--- begin ---
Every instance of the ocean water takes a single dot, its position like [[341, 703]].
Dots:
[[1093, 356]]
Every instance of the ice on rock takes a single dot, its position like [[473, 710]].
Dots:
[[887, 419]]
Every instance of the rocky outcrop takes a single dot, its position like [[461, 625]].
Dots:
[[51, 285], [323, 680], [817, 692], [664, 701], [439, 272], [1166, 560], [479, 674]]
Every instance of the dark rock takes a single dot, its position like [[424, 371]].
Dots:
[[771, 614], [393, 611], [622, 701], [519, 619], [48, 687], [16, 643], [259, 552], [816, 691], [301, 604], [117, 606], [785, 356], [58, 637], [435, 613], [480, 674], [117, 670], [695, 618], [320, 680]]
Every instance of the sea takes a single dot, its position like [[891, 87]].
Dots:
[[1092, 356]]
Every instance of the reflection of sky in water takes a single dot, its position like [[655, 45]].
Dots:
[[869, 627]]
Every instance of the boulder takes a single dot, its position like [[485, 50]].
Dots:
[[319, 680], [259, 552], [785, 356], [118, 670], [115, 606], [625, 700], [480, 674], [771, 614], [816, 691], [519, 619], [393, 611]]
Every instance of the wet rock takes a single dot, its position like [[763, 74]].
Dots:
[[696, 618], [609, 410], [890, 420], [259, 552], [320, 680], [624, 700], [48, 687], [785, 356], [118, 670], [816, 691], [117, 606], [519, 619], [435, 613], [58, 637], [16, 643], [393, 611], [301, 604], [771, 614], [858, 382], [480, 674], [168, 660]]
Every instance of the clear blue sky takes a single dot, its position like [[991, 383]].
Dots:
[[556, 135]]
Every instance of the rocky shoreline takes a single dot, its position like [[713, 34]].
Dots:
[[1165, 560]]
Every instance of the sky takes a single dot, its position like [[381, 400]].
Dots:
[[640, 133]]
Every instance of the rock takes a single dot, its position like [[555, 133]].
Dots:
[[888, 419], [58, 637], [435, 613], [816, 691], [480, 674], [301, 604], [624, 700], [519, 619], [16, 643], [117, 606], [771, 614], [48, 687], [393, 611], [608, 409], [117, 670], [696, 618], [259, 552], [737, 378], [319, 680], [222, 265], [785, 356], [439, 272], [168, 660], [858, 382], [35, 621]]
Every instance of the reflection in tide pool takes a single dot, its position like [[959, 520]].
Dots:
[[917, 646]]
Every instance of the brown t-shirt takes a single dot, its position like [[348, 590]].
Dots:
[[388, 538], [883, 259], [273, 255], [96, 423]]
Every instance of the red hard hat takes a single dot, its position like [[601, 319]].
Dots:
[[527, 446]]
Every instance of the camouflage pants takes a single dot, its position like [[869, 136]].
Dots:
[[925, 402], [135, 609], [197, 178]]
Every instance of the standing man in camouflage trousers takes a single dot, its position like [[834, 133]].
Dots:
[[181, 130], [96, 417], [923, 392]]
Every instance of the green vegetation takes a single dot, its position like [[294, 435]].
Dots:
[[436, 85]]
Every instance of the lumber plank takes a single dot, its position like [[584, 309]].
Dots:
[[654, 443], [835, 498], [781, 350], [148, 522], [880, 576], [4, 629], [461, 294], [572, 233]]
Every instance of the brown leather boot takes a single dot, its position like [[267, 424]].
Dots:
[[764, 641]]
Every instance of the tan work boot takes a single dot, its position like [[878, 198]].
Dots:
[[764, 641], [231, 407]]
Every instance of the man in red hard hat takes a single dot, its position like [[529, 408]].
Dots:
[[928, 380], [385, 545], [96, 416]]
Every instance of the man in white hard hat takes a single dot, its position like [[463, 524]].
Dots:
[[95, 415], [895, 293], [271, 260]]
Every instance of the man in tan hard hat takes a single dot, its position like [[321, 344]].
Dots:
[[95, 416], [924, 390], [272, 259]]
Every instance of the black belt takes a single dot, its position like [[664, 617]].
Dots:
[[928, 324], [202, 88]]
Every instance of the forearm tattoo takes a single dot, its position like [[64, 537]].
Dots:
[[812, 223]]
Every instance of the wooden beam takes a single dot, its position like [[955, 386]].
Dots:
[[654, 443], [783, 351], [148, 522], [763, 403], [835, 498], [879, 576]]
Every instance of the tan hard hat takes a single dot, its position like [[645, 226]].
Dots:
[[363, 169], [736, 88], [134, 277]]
--- end ---
Do this:
Repeat the data above word for word, starting at the line that has "Every instance of the sea" and stopping after the line that has "[[640, 133]]".

Task answer:
Every instance of the sea takes a single dot, its position like [[891, 87]].
Dots:
[[1092, 356]]
Every instance of the reflection of sky in water takes a single dot, its position like [[655, 45]].
Dots:
[[869, 627]]
Every instance of the boulder takes a single dot, its position like [[485, 50]].
Dots:
[[319, 680], [259, 552], [785, 356], [118, 670], [115, 606], [625, 700], [480, 674], [771, 614], [816, 691], [519, 619], [393, 611]]
Every instance of the wet rock takes a single dot, its position like [[763, 74]].
Dots:
[[696, 618], [609, 410], [890, 420], [259, 552], [320, 680], [624, 700], [48, 687], [785, 356], [118, 670], [816, 691], [117, 606], [519, 619], [435, 613], [58, 637], [16, 643], [393, 611], [301, 604], [771, 614], [858, 382], [480, 674], [168, 660]]
Every instance of the clear blue sky takes a single dot, its position like [[991, 383]].
Dots:
[[556, 135]]
Every instance of the rocky shoreline takes a single dot, its position like [[713, 34]].
Dots:
[[1165, 560]]
Every instance of the sky takes a single dot, its position like [[381, 400]].
Dots:
[[640, 133]]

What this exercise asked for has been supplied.